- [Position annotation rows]
+-------+
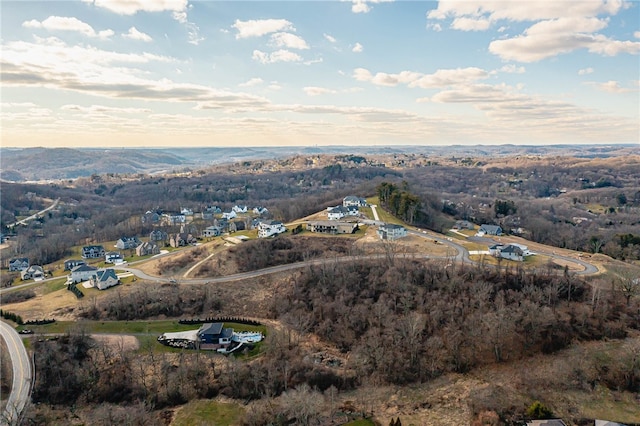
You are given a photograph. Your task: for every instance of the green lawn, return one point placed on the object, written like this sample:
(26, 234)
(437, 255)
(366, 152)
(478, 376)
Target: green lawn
(201, 412)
+-------+
- [PROMPT]
Copy the rows above word for word, leaving out the pictures.

- [FULL ANSWER]
You are given a photograph. Your task: for every instance of the green lawn, return one point placed on the object, written like this sample:
(26, 234)
(437, 255)
(366, 152)
(478, 376)
Target: green lawn
(201, 412)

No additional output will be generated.